# PROVIDED INFORMATION:
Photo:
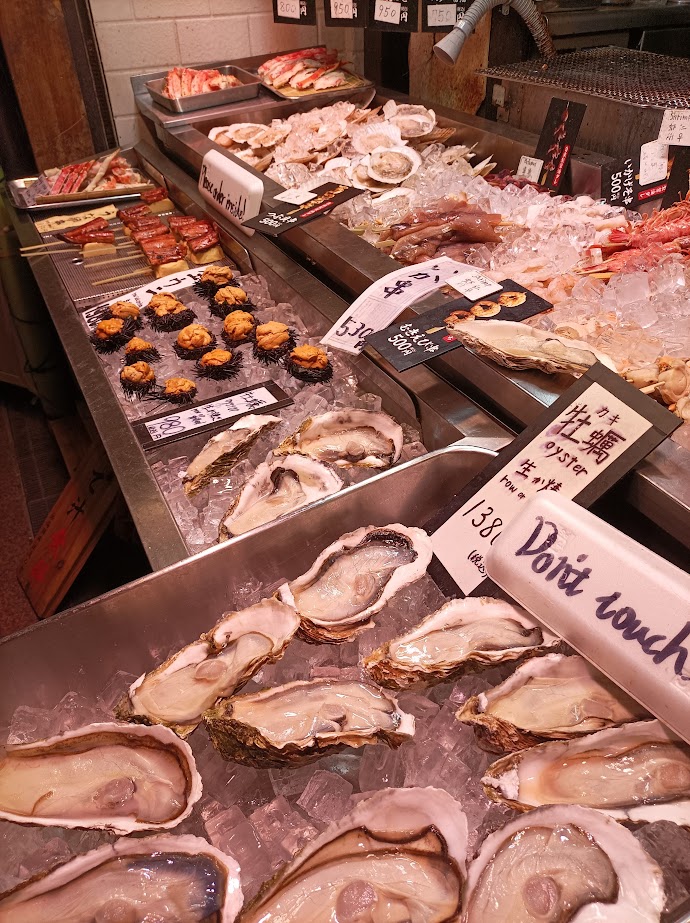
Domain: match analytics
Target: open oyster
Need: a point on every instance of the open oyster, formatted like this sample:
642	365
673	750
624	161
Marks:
399	856
354	578
222	452
563	863
548	698
637	772
347	438
179	691
163	878
301	721
518	346
107	776
277	488
463	636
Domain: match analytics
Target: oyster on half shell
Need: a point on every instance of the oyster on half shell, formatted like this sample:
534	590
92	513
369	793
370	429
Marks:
179	691
636	772
354	578
555	697
399	856
166	879
106	776
517	346
563	863
463	636
348	438
300	721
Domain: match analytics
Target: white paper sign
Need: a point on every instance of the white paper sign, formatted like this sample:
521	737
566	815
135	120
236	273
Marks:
230	189
186	420
653	162
576	448
624	608
386	299
675	127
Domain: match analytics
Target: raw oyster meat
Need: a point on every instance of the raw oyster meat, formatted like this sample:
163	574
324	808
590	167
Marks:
277	488
165	879
347	438
563	863
354	578
107	776
222	452
548	698
179	691
518	346
463	636
399	856
301	721
636	772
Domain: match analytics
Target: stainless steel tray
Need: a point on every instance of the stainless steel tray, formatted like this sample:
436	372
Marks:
250	88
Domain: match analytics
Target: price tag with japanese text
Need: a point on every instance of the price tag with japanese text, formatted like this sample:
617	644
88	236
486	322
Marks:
579	447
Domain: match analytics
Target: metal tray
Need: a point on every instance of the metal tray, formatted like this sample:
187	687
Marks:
250	87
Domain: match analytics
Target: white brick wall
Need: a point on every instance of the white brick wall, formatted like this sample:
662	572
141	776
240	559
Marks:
137	36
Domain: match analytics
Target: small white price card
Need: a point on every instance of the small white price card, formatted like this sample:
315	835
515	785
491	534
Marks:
387	11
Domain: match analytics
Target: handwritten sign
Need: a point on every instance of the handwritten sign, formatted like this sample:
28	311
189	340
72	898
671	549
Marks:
230	189
620	605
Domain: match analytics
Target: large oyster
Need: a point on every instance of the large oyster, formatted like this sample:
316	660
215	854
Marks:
463	636
300	721
637	772
548	698
179	691
399	856
518	346
222	452
166	879
277	488
108	776
563	863
354	578
365	438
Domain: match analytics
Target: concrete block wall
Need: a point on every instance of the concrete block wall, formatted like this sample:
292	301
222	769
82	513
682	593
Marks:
138	36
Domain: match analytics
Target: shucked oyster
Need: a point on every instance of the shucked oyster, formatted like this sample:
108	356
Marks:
548	698
163	878
277	488
222	452
463	636
345	438
399	856
563	863
108	776
637	772
179	691
300	721
354	578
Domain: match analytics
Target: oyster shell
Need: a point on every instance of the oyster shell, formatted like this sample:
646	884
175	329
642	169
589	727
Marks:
107	776
300	721
399	856
277	488
161	878
463	636
563	863
518	346
354	578
179	691
222	452
637	772
548	698
348	438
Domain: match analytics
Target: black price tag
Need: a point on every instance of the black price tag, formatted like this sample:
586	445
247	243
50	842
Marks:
295	12
393	15
425	337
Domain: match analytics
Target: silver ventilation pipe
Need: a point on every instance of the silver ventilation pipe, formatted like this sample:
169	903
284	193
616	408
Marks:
450	46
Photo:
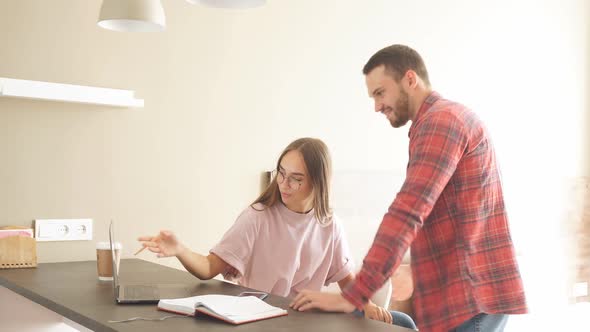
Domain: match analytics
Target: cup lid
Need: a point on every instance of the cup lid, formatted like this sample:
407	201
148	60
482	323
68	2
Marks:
104	245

# WHAT IS BEING ASKED:
Transcribe every entry word for word, but skip the pictures.

# REPLY TO THE EXERCISE:
Photo:
Domain: match analytics
Target: open oyster
Need: a point on every instance of the open oyster, formatted like this sample:
642	365
673	750
624	161
Marks:
399	856
354	578
222	452
563	863
548	698
637	772
347	438
179	691
163	878
301	721
518	346
107	776
277	488
463	636
Domain: match analytics
Target: oyster on half shell
Need: a point on every instance of the oyster on half shell, formatted like this sample:
534	590
92	513
369	793
370	429
Marks:
179	691
636	772
354	578
555	697
399	856
166	879
106	776
517	346
563	863
463	636
348	438
300	721
Domain: match analytics
Target: white paper sign
Need: a point on every instance of the white paper sign, formatted like this sample:
521	737
566	815
135	120
236	273
Marks:
230	189
186	420
653	162
576	448
624	608
386	299
675	127
Domain: match analytics
Target: raw oyster meat
Need: a point on every instance of the raw oyster meat, formatted like this sample:
163	574
324	808
590	167
Marks:
277	488
165	879
347	438
563	863
354	578
107	776
222	452
548	698
179	691
518	346
463	636
399	856
301	721
636	772
Domain: match analytics
Target: stainless steel tray
Need: a point on every instance of the stainless steel tray, formatted like this sample:
436	372
Marks:
250	88
Domain: match analytics
Target: price tag with japanese text
Need: a point on every instance of the price tag with japanese text, formatted like this sample:
617	644
88	236
486	322
Marks:
579	447
Domain: match analytics
Target: metal tray
Need: a point on every instance of the metal tray, formatted like this sample:
187	687
Marks:
250	87
Domain: match analytics
Target: white brick wall
Need: a point on every instance of the white brick wall, formatted like this sample:
662	572
141	776
240	559
Marks:
137	36
Domain: match analytics
Target: small white price card
Need: a point on every instance of the small white price card, formatted like this sample:
315	835
515	785
491	534
Marks:
387	11
Domain: match analytics
Target: handwritten sign
Need: a point on every instance of the handwritten sign, formatted like this sample:
28	311
189	340
72	898
671	549
Marks:
230	189
620	605
Domain: match analytics
Target: large oyster
Need: a point on every instance of the large oyster, formatted like this sample:
316	660
215	854
Marks:
463	636
300	721
637	772
548	698
179	691
399	856
518	346
222	452
166	879
277	488
108	776
563	863
354	578
365	438
Domain: match analytics
Target: concrete block wall
Need: a point on every instance of the concrete block wall, formatted like this sample:
292	301
222	769
82	513
682	593
Marks:
138	36
Domain: match analytics
Target: shucked oyster
Need: a point on every instance of the shucked oyster, formatted like this sample:
108	356
Marks:
548	698
163	878
277	488
222	452
463	636
345	438
399	856
563	863
108	776
637	772
179	691
300	721
354	578
Domain: match analytics
Target: oyster shell
Need: a point on every instance of the oyster shell, formatted like this sample:
646	884
175	329
642	169
589	727
Marks:
107	776
300	721
399	856
277	488
161	878
463	636
563	863
518	346
354	578
179	691
222	452
637	772
548	698
348	438
Domain: match analytics
Target: black price tag
Need: a point on every instance of the black price tag, formatted like this sample:
586	445
247	243
50	842
Marks:
295	12
393	15
425	337
Domain: match analytics
Target: silver ventilation pipe
Need: a point on every instance of the silver ventilation pipe, formatted like this sample:
169	903
284	193
616	408
Marks:
450	46
Photo:
Domain: match analytics
Target: cup lid
Need: a point on every instance of the cup lid, formatted like this sample:
407	201
148	60
482	323
68	2
Marks:
104	245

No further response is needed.